What you need to do:
- A) Reproduce word for word the passage of the iARTIST report summary from "a) Hardware components" to "focal plane itself.".
- B) According to the iARTIST report summary, what dynamic range do CMOS pixels typically have?
- C) Decide whether each statement below agrees with the iARTIST report summary. Answer yes or no for each, and quote the words of the summary that decide it.
(i) The binocular imaging system was built with off-the-shelf components.
(ii) Separate CNNs were trained for pedestrian detection and for vehicle detection.
(iii) Pedestrians were sorted into three classes based on their height.

Text shown:
— Begin —
Final Report Summary - IARTIST (industry-Academia Research on Three-dimensional Image Sensing for Transportation)
a) Hardware components
A new pixel architecture was designed for wide dynamic range imaging. CMOS pixels have typically linear response with limited dynamic range of 2-3 decades. This is disastrous for transportation applications as there is often bright light from vehicles as well as sun-glare. A new technique for achieving high dynamic range using matrix filling and compressive sensing was developed. Even when these images are captured, it is difficult to reproduce them on a screen. This requires a complex operation, known as tone mapping, to be applied on each pixel’s response. We have developed a new pixel technology, which can produce real time tone mapped images at the focal plane itself.
At the camera level, monocular cameras are the mainstay of intelligent transportation systems. However, they do not provide depth information, which limits their ability to classify objects and perform measurements of sizes and distances. A new imaging system has been developed, by using a binocular system with off-the-shelf components, which has shown promising results. We have identified a new error limit for camera calibration using multi-sensory approach. We designed various stages of ITS backbone including Software to identify logo and colours of vehicles in traffic scenes. This has been verified using typical traffic scenes. In addition, we have developed two sampling systems to reduce the data produced by cameras.
b) Algorithms
The iARTIST project led to a host of software suites with algorithms for detecting and describing various kinds of traffic violations. Among these, special attention was given to complex scenarios, involving detection and recognition of pedestrians, including vulnerable road-users, and vehicles. Convolutional neural networks based algorithms were extensively explored. Utilising research on convoluted neural networks for feature extraction, the partnership developed a new system to extract vehicles and people on road. A single CNN was trained for pedestrian and vehicle detection. Both vehicles and pedestrians are detected in a single run of the detector. Classifying pedestrians into two classes based on their height allowed to distinguish between adults and children. The CNN detector performs well for both object classes. With proper camera calibration from the known dimensions of the scene, the system is able to measure height of the pedestrians and decide whether the pedestrian is a child or not. Detection of complex events such as failure to yield right of way involves detection of several features and their mutual relations, such as the traffic light colour, moving object type, the position of the stop line at intersection and the detection of movement. Additionally, a subsystem comprising of two CNNs, one for recognizing make and model and other for matching colour of a vehicle using two different CNNs has been built in order to verify the identity of vehicles whose number plates are recognized by industrial partner's legacy systems.
— End —
Information shown:
— Begin —
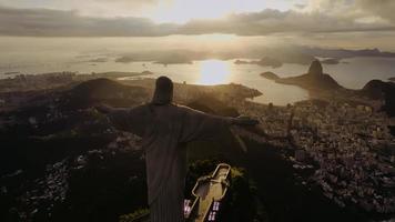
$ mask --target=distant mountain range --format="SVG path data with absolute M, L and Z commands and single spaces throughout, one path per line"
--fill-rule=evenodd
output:
M 373 51 L 373 53 L 376 50 Z M 368 51 L 369 52 L 369 51 Z M 363 51 L 363 53 L 368 53 Z M 323 72 L 322 64 L 318 60 L 312 62 L 308 72 L 297 77 L 280 78 L 273 72 L 261 73 L 261 77 L 273 80 L 277 83 L 294 84 L 310 91 L 311 95 L 322 94 L 343 94 L 344 98 L 361 97 L 371 100 L 382 100 L 382 107 L 389 117 L 395 117 L 395 83 L 384 82 L 381 80 L 372 80 L 361 90 L 350 90 L 340 85 L 330 74 Z
M 343 89 L 330 74 L 323 73 L 322 64 L 318 60 L 312 62 L 308 72 L 297 77 L 280 78 L 273 72 L 264 72 L 264 78 L 274 80 L 277 83 L 295 84 L 307 90 L 338 90 Z

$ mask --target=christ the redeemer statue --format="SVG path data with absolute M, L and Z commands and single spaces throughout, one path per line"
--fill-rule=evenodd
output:
M 145 152 L 151 222 L 184 221 L 186 144 L 211 139 L 231 124 L 254 125 L 255 120 L 206 114 L 172 103 L 173 83 L 156 80 L 150 103 L 133 109 L 99 105 L 115 128 L 140 135 Z

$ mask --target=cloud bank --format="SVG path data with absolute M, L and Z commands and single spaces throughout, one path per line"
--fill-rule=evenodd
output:
M 108 0 L 97 0 L 108 1 Z M 154 1 L 154 0 L 151 0 Z M 123 1 L 120 1 L 123 2 Z M 135 3 L 135 2 L 134 2 Z M 171 34 L 375 32 L 395 30 L 393 0 L 314 0 L 298 9 L 233 13 L 183 24 L 138 17 L 87 17 L 78 11 L 0 7 L 0 34 L 22 37 L 164 37 Z

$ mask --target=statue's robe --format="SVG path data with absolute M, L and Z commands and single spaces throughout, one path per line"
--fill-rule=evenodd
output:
— End —
In response:
- A)
a) Hardware components
A new pixel architecture was designed for wide dynamic range imaging. CMOS pixels have typically linear response with limited dynamic range of 2-3 decades. This is disastrous for transportation applications as there is often bright light from vehicles as well as sun-glare. A new technique for achieving high dynamic range using matrix filling and compressive sensing was developed. Even when these images are captured, it is difficult to reproduce them on a screen. This requires a complex operation, known as tone mapping, to be applied on each pixel’s response. We have developed a new pixel technology, which can produce real time tone mapped images at the focal plane itself.

- B) CMOS pixels typically have a linear response with a limited dynamic range of 2-3 decades.

- C)
(i) Yes: "by using a binocular system with off-the-shelf components"
(ii) No: "A single CNN was trained for pedestrian and vehicle detection."
(iii) No: "Classifying pedestrians into two classes based on their height"